Popular painting motif of a lady sitting on a red armchair - Triptych. Oil on canvas, 72 x 72 cm (28.3 x 28.3 inches). 1992.

Popular painting motif of a lady sitting on a red armchair - Triptych.
Oil on canvas, 72 x 72 cm (28.3 x 28.3 inches). 1992.

 

These are the sources of inspiration, from which I drew strength and inspiration, these images that helped my soul to have a better idea.

The strange beauty of popular paintings bought in post-war years in a local market and that you could find in village houses, hooked above a bed. You could often see on these beds countless cushions with embroideries, small or big, piled up on top of each other, from the biggest to the smallest.

On these popular paintings I saw, when I was a child, beautiful ladies with hats, lakes that white swans were gliding along, reindeer surrounded with magical gardens... all that has marked my soul forever.

In those wooden houses, at the right of the entrance, in this small recessed called ‘the red little place’ – ‘red’ also meaning ‘beautiful’ in Russian – I saw icons from several different times and schools put right at the top, behind the curtains decorated with lacemaking and the oil lamps. Decorated with silver or gold finely chiseled settings, they magnificently depicted holy persons.

※

▸ Job 1
List each thing the text about the red armchair painting says was seen on the popular paintings in childhood.

※

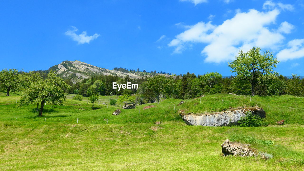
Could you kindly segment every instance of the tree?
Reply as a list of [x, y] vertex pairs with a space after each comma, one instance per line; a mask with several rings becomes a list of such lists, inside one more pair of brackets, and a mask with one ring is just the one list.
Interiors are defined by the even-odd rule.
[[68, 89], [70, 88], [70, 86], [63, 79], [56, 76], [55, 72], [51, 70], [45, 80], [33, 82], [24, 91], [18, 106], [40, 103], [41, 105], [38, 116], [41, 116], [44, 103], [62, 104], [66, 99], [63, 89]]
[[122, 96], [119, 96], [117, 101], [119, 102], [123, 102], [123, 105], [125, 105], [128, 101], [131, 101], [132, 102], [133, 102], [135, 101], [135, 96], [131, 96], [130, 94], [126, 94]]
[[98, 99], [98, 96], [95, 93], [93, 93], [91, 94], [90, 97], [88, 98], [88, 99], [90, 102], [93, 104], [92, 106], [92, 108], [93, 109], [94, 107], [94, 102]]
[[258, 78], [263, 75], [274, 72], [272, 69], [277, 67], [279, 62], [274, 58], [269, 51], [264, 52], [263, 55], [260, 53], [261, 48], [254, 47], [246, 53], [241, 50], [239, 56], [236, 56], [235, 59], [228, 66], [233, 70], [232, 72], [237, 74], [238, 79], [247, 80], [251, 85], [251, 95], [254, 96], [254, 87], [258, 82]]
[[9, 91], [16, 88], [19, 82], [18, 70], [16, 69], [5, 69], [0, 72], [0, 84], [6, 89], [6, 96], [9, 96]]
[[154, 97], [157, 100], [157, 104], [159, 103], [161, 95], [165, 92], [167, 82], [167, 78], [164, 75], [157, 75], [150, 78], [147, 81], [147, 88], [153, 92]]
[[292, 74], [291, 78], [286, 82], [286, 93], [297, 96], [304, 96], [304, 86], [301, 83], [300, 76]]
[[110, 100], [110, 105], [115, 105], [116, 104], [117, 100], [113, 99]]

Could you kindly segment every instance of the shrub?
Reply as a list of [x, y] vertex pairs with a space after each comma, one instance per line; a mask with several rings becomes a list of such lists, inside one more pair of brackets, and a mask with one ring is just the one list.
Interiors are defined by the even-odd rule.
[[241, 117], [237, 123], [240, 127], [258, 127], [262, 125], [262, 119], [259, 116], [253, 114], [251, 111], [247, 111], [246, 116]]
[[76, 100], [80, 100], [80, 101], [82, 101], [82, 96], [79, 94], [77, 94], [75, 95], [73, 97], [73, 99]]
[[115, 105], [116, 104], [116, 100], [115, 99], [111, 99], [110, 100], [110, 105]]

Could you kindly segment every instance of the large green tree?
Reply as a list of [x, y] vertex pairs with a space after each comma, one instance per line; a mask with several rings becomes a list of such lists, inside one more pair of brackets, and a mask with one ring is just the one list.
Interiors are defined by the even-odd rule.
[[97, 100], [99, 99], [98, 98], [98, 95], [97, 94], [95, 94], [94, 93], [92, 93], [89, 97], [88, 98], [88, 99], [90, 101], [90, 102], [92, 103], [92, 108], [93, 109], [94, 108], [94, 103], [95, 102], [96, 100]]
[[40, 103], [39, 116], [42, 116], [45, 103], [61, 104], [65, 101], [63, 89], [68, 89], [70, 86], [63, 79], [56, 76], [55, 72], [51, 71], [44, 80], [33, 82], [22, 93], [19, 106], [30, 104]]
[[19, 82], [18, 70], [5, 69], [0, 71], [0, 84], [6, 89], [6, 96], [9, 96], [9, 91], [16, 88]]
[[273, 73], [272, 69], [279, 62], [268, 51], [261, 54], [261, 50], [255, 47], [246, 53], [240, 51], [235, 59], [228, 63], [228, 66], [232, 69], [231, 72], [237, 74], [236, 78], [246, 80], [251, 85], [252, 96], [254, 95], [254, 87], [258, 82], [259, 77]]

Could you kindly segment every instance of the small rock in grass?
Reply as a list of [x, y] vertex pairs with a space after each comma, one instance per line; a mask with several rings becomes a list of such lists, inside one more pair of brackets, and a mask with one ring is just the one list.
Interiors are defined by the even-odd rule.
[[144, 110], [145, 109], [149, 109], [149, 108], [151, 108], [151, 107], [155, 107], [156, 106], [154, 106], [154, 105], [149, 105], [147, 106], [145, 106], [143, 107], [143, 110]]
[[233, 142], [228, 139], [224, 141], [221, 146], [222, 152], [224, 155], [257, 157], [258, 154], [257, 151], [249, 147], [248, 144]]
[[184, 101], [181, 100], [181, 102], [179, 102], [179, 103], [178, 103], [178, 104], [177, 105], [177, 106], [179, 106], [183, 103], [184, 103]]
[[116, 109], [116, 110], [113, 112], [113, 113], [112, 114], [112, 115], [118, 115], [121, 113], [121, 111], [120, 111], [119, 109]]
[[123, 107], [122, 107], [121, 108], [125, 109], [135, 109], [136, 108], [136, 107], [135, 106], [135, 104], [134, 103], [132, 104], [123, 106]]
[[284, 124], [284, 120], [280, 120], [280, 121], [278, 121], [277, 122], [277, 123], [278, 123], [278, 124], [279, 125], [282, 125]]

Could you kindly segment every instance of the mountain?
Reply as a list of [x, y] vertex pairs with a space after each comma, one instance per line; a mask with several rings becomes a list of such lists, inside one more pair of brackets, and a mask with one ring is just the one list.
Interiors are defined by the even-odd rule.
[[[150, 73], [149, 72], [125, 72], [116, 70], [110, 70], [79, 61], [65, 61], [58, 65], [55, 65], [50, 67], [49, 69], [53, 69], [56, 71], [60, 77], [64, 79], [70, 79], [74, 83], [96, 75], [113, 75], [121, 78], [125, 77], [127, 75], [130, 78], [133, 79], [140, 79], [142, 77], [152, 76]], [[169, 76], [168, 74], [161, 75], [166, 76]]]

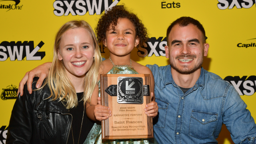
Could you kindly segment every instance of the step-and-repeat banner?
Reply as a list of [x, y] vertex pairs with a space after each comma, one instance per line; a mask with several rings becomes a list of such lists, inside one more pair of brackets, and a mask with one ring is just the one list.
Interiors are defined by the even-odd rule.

※

▸ Job 2
Express the rows starting at the one that contains "Could you kindly segment every instance of the shrub?" and ending at the one that contains "97], [73, 99]]" as a Markdown table with the columns No. and Text, numbering each row and leaving out blank ones.

▸ Exercise output 1
- beautiful ladies with hats
- lakes that white swans were gliding along
- reindeer surrounded with magical gardens

▸ Exercise output 2
| No. | Text |
|---|---|
| 1 | Could you kindly segment every instance of the shrub? |
| 2 | Reply as a list of [x, y] vertex pairs with a space after each comma, one instance per line; a mask with several rings becomes a list of such lists, inside one more pair of brackets, and a mask with one ring is just the one list. |
| 3 | Interiors are defined by the even-odd rule. |
| 4 | [[241, 117], [237, 123], [240, 127], [258, 127], [262, 125], [262, 119], [259, 116], [253, 114], [251, 111], [247, 111], [246, 116]] |
| 5 | [[76, 100], [80, 100], [80, 101], [82, 101], [82, 96], [79, 94], [77, 94], [75, 95], [73, 97], [73, 99]] |